In the observability scaling guide, give the stretch from "Observability at Scale" through "or storage costs." again, substituting "site reliability engineers" for "platform engineers".

# Article
** BEGIN **

Observability at Scale
Purpose: For platform engineers, provides guidance on scaling the observability stack for large clusters without drowning in cardinality or storage costs.
Prometheus at Scale
Cardinality Management
| Cluster Size | Expected Active Series | Recommended Action |
|---|---|---|
| Small (≤10 nodes) | < 200K | Default config sufficient |
| Medium (11–50 nodes) | 200K–1M | Add recording rules, drop unused metrics |
| Large (51–200 nodes) | 1M–5M | Federation, metric relabeling, shorter retention |
Key Tuning
- Recording rules: Pre-aggregate high-cardinality metrics (container_* → namespace-level summaries)
- Metric relabeling: Drop
container_network_*per-pod metrics; keep only namespace aggregates - Retention: 15d local, remote-write to long-term storage for historical queries
- Sharding: Deploy Prometheus per node-pool above 100 nodes; federate into global view
Loki at Scale
| Parameter | Small | Large | Effect |
|---|---|---|---|
ingester.chunk-target-size | 1.5 MB | 2.5 MB | Fewer, larger chunks = less index pressure |
ingester.chunk-idle-period | 30m | 1h | Reduces flush frequency |
limits_config.max_entries_limit_per_query | 5,000 | 10,000 | Larger query windows |
compactor.retention-enabled | true | true | Always enable |
compactor.retention-period | 30d | 14d | Reduce for large clusters |
Log Volume Reduction
- Set namespace-level log shipping (exclude
kube-systemverbose logs) - Use structured JSON logging — drops 40% index size vs. unstructured
- Filter health-check logs at the collector level
Tempo at Scale
Sampling Strategies
| Strategy | Capture Rate | Use Case |
|---|---|---|
| Head-based (probabilistic) | 1–10% | General workloads |
| Tail-based (error/latency) | 100% of errors, 5% baseline | Production debugging |
| Always-on (critical paths) | 100% | Payment, auth flows |
Storage Optimization
- Use S3-compatible backend (MinIO) for trace storage
- Set
compactor.compaction-window: 4hto batch compactions - Limit trace duration to 5 minutes max to prevent unbounded spans
OpenTelemetry Collector Scaling
For clusters above 50 nodes, deploy the collector as a DaemonSet (node-level) with a gateway (cluster-level):
Pods → Node Collector (DaemonSet) → Gateway Collector (Deployment, 3 replicas) → Backends
This architecture:
- Reduces per-node memory from unbounded to ~256 MB
- Centralizes sampling and export retry logic
- Enables batch processing with
batch/timeout: 5s

** END **

# Supplied data

** BEGIN **

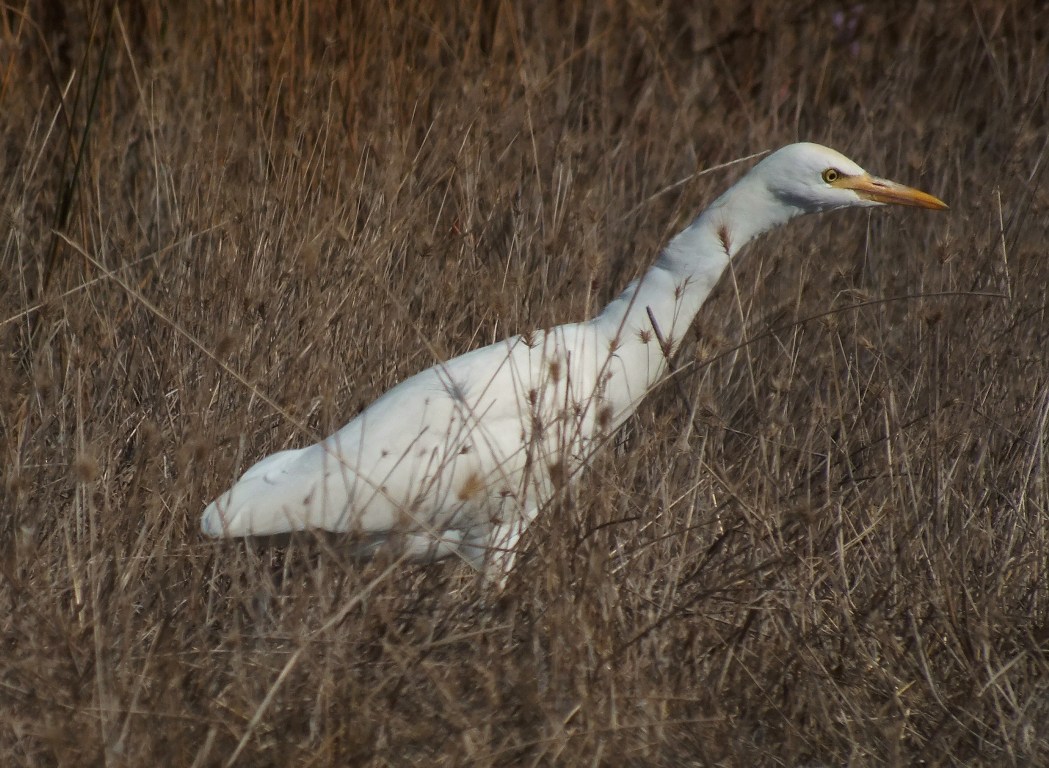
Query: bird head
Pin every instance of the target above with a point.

** END **

# Written answer
Observability at Scale
Purpose: For site reliability engineers, provides guidance on scaling the observability stack for large clusters without drowning in cardinality or storage costs.